Por Silvia Pato , 20 agosto, 2014

Era una hermosa mañana con el cielo azul, la temperatura agradable, al no haber alcanzado aún su punto más álgido al mediodía, y una brisa ligera que acariciaba el rostro en uno de esos días en los que huele a verano.

Vagaba por las calles observando la ciudad en la que habito como si fuera territorio desconocido, de esa forma en la que cultivamos el mirar con otros ojos, descubriendo nuevos detalles y apreciando lo que nos rodea con la mirada del viajero que nunca ha estado en un lugar.

LISTA DE TAREAS:
[a] Enumere los rasgos de la mañana que el texto introduce después de «Era una hermosa mañana con».
[b] Según el texto, ¿de qué manera se observa la ciudad durante el paseo por las calles?

DATOS PROPORCIONADOS:
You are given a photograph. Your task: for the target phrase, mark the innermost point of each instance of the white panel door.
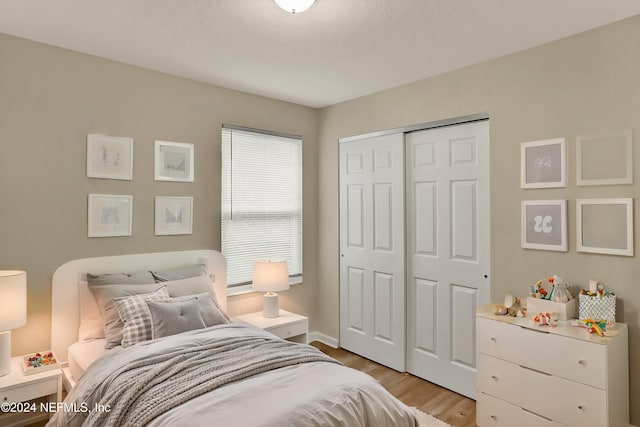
(372, 267)
(447, 193)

SOLUCIONES:
[a] El cielo azul; la temperatura agradable, al no haber alcanzado aún su punto más álgido al mediodía; una brisa ligera que acariciaba el rostro.

[b] Como si fuera territorio desconocido, con la mirada del viajero que nunca ha estado en un lugar.